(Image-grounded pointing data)
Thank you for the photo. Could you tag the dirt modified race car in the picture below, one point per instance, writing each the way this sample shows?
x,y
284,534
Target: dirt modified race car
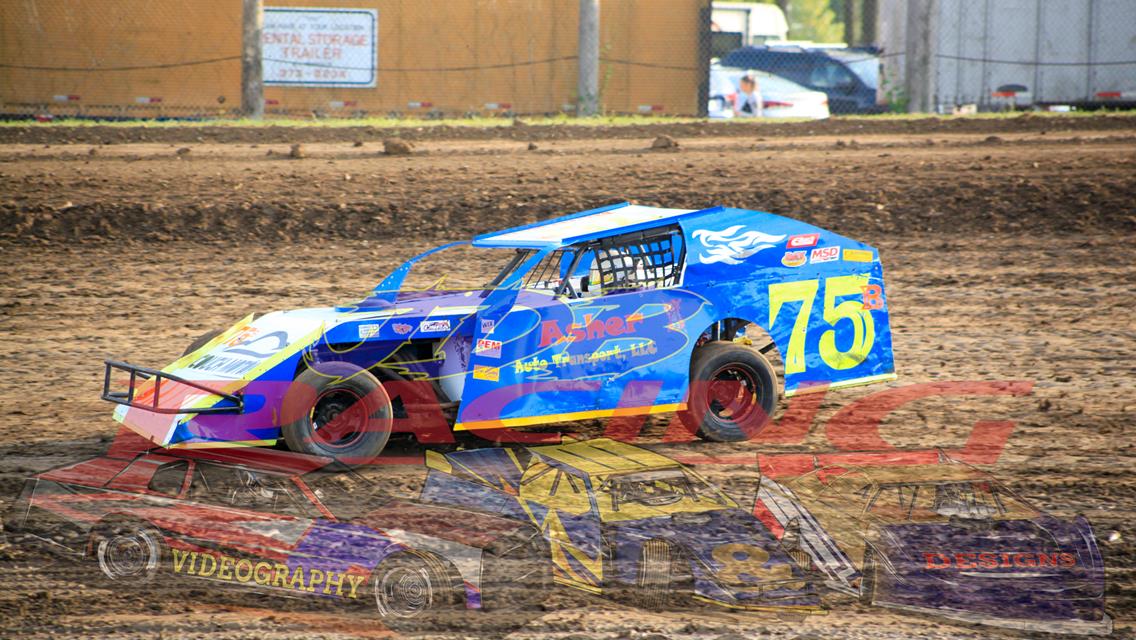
x,y
625,521
624,309
285,523
941,539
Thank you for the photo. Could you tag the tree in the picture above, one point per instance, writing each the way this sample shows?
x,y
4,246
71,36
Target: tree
x,y
813,19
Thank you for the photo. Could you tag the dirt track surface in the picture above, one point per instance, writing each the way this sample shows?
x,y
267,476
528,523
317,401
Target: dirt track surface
x,y
1008,258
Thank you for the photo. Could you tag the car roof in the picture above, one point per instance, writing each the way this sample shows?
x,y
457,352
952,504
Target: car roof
x,y
769,81
612,219
602,456
916,474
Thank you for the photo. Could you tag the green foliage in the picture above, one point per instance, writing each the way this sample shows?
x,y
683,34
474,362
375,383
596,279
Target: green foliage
x,y
813,19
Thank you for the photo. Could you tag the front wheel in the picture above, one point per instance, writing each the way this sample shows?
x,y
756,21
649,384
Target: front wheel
x,y
128,553
340,410
733,392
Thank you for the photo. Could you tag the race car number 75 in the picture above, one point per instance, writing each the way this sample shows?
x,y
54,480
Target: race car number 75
x,y
804,291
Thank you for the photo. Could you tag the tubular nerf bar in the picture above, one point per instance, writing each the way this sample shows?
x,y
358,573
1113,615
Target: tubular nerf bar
x,y
126,398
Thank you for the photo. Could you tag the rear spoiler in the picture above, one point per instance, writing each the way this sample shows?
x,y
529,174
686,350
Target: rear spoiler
x,y
126,398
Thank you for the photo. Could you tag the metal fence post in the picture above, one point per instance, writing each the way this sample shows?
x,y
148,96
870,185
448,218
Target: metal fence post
x,y
920,55
587,84
252,71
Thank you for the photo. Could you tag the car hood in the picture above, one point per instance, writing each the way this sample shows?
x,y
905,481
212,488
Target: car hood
x,y
259,356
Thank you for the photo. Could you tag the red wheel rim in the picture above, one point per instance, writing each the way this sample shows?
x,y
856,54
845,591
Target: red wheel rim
x,y
733,395
339,418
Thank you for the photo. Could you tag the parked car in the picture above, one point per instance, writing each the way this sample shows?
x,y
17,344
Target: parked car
x,y
849,77
780,98
285,523
624,309
621,518
942,539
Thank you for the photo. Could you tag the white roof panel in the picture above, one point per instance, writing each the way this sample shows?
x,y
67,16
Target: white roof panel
x,y
565,231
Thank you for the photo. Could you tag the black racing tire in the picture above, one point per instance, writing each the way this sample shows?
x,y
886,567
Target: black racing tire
x,y
201,340
869,574
733,392
663,579
128,551
415,591
340,410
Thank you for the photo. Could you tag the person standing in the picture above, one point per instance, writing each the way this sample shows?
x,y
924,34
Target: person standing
x,y
749,98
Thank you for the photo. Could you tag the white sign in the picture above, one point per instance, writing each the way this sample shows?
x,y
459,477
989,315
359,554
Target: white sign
x,y
320,47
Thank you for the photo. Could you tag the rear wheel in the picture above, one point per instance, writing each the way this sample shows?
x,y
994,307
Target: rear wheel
x,y
733,392
415,591
662,579
340,410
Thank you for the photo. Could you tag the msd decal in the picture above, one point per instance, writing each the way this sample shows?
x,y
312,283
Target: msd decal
x,y
793,258
825,255
802,241
434,326
487,348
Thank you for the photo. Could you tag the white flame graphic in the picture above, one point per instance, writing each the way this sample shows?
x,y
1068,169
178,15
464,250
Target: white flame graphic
x,y
732,244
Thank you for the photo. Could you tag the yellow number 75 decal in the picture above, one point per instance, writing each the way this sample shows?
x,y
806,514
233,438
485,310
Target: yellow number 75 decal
x,y
863,327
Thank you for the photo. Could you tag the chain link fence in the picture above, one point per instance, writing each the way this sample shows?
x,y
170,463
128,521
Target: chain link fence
x,y
351,58
470,58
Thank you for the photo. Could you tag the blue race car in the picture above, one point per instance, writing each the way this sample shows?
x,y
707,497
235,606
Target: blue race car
x,y
943,539
624,309
621,520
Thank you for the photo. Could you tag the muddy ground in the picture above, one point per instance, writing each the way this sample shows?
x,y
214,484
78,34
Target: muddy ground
x,y
1008,248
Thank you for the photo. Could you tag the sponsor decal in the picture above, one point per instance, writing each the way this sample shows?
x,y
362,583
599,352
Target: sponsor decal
x,y
1016,559
873,297
732,244
857,256
590,330
802,241
492,374
487,348
434,326
824,255
793,258
224,365
266,573
241,335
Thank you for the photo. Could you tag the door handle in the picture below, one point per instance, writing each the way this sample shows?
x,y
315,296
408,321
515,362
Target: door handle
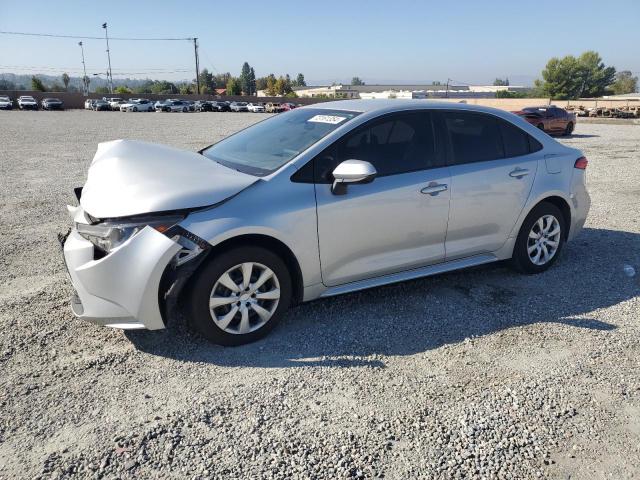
x,y
434,188
519,172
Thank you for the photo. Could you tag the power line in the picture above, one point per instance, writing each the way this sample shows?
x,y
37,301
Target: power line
x,y
87,37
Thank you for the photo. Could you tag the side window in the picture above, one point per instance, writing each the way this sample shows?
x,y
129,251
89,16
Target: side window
x,y
474,137
516,141
395,144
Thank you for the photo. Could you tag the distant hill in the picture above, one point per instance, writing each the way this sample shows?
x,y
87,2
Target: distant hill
x,y
13,81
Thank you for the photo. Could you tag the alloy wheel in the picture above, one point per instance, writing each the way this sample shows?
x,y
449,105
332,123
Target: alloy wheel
x,y
544,240
244,298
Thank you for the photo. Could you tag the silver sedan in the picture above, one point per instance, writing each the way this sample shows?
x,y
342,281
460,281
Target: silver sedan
x,y
319,201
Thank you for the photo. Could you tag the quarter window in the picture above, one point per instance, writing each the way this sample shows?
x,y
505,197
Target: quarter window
x,y
516,142
474,137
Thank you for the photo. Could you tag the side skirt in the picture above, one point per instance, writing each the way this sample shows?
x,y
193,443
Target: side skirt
x,y
410,274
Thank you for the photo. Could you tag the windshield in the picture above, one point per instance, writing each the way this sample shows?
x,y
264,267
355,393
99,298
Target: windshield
x,y
266,146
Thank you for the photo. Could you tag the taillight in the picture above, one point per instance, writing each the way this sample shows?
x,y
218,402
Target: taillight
x,y
581,163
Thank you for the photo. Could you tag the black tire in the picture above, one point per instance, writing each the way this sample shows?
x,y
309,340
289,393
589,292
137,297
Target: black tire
x,y
198,313
520,259
569,129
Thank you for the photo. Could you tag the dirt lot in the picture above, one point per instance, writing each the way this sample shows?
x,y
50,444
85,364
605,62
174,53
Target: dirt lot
x,y
481,373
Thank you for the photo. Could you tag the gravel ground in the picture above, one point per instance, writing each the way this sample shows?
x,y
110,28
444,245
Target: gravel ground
x,y
476,374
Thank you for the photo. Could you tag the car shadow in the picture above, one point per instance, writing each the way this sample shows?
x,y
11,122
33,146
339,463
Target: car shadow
x,y
353,330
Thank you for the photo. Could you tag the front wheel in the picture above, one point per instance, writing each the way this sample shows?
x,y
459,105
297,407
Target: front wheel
x,y
239,296
541,238
569,130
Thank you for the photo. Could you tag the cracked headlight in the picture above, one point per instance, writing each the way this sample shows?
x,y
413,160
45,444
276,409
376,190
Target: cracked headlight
x,y
110,235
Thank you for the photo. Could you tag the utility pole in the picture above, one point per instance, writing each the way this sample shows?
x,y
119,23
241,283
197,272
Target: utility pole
x,y
195,51
109,73
85,87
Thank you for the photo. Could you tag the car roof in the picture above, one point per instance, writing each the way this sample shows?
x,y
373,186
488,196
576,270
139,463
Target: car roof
x,y
391,105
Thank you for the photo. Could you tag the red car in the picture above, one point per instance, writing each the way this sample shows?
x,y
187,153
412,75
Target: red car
x,y
551,119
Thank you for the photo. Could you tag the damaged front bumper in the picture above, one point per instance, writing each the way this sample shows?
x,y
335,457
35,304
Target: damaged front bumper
x,y
134,285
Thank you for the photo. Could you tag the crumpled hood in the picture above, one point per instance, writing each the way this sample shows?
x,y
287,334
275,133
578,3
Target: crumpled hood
x,y
130,177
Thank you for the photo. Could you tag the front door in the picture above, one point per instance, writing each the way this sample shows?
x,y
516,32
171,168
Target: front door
x,y
397,222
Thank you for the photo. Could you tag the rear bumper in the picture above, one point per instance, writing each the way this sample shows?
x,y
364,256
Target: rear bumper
x,y
121,289
581,202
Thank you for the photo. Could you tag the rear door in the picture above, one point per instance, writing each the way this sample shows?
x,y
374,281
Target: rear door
x,y
493,167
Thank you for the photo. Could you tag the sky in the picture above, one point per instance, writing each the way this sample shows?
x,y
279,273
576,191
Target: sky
x,y
400,41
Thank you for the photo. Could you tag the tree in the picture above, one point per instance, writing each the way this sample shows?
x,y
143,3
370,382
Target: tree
x,y
252,81
7,85
234,87
625,83
271,85
261,83
163,87
570,78
245,79
283,86
37,85
222,78
207,81
186,88
299,81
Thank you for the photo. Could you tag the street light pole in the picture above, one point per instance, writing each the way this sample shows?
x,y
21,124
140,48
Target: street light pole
x,y
195,50
109,73
85,89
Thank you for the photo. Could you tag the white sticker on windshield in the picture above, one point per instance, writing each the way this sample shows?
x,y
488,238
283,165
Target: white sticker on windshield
x,y
332,119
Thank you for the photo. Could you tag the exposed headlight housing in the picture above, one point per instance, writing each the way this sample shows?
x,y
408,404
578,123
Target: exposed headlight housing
x,y
110,235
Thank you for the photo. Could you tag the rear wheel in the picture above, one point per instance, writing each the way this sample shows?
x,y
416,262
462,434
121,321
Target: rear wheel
x,y
540,239
239,296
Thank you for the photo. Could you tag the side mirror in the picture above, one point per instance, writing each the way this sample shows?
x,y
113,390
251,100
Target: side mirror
x,y
351,171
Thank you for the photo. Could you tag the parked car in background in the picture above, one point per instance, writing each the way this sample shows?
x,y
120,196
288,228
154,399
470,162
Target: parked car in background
x,y
273,107
173,106
52,104
203,106
100,105
238,107
137,105
6,103
221,106
27,102
114,102
255,107
455,186
550,119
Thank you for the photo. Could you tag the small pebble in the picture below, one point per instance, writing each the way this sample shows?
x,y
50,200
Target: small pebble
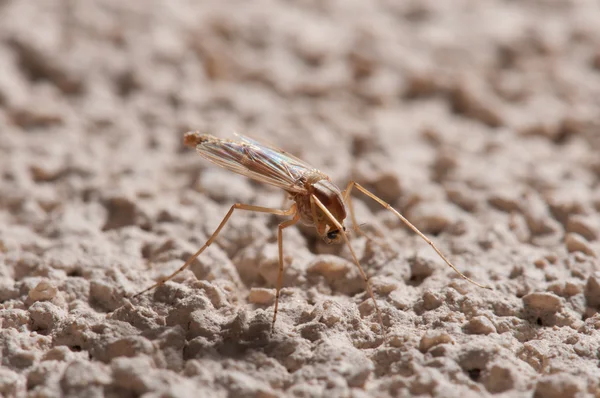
x,y
584,226
43,291
592,290
480,325
577,243
261,296
432,338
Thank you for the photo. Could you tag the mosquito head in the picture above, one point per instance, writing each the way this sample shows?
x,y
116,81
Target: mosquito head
x,y
333,236
194,138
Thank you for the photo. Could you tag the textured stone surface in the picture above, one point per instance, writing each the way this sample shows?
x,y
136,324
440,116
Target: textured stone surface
x,y
478,120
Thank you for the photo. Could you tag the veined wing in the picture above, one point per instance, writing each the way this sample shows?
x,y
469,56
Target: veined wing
x,y
255,160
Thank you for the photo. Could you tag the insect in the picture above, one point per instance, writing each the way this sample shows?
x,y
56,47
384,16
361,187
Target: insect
x,y
317,201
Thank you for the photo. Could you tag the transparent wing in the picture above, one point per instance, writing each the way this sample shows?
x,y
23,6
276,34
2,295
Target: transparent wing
x,y
257,161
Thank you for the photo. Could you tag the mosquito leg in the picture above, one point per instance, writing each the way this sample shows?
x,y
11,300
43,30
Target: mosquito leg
x,y
281,227
212,238
315,201
411,226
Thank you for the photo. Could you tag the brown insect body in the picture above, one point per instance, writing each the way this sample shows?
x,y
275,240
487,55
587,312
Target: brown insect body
x,y
318,201
330,195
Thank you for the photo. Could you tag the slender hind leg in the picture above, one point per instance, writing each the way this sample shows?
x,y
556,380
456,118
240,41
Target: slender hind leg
x,y
281,227
315,201
411,226
212,238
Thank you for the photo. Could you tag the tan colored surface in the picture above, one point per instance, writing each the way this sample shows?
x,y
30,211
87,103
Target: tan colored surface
x,y
479,120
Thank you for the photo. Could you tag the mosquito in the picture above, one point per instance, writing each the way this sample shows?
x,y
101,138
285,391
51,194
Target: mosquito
x,y
317,201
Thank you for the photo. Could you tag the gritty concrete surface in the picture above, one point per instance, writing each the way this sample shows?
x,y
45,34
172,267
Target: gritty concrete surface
x,y
479,120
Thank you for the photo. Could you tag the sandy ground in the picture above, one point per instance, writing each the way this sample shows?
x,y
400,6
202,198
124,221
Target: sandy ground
x,y
479,120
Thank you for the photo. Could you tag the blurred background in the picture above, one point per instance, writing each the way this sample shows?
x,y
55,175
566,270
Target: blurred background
x,y
478,119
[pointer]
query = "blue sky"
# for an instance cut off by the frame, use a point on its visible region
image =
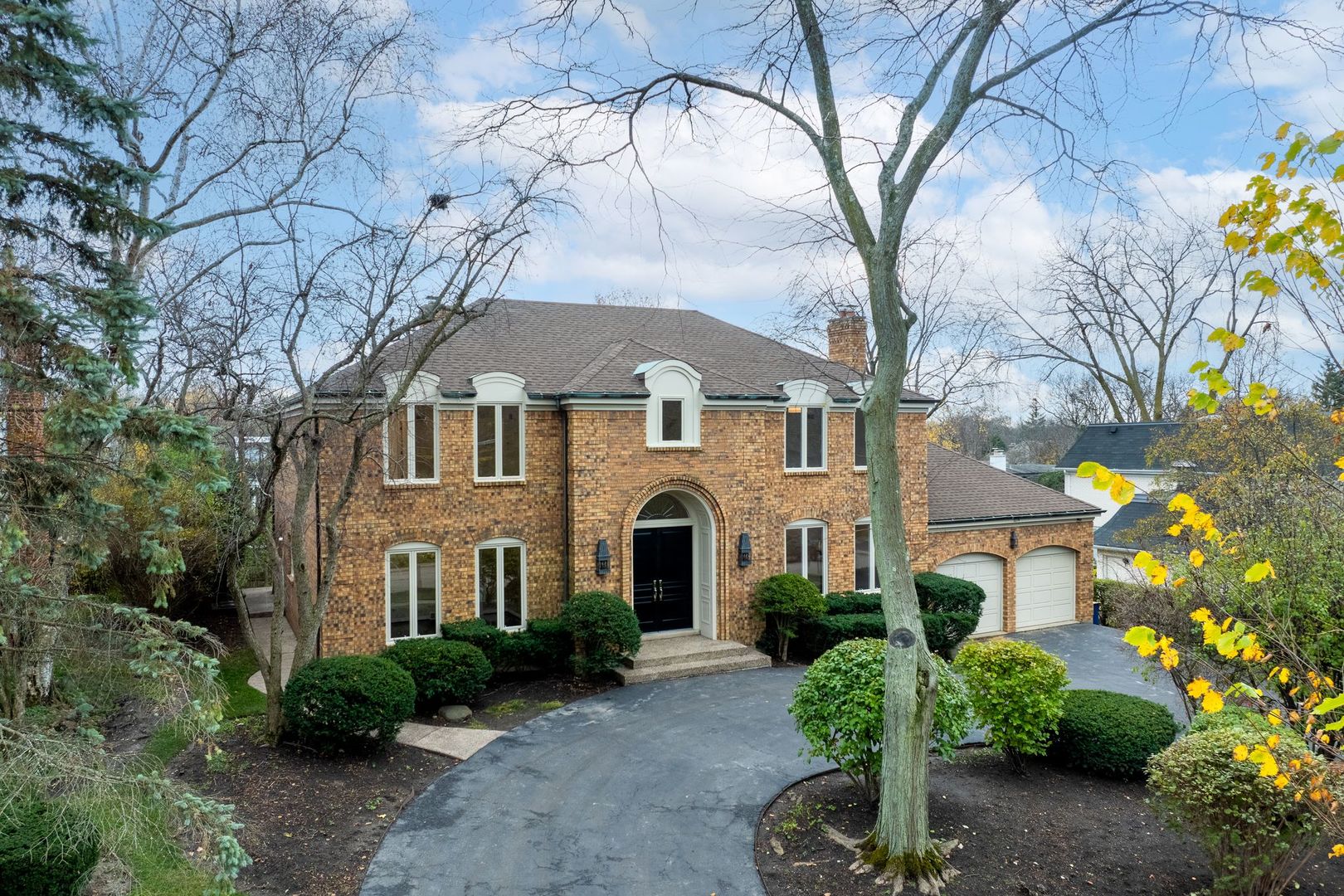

▸ **WHAT IS EXPECTED**
Go line by line through the data, copying each one that contains the word "below".

▸ **EXERCISE ANSWER**
Thank you for the photo. Could you tag the dirt modified race car in the picture below, one point per instance, writing each the way this sample shows?
Thank you for the photo. Could you tag the door handle in the picture below, one point per instance, writing each the way this sample shows?
Thank you for the photo. Could you tag the small pebble in the picture below, one point per instance, writing each the way this sample shows?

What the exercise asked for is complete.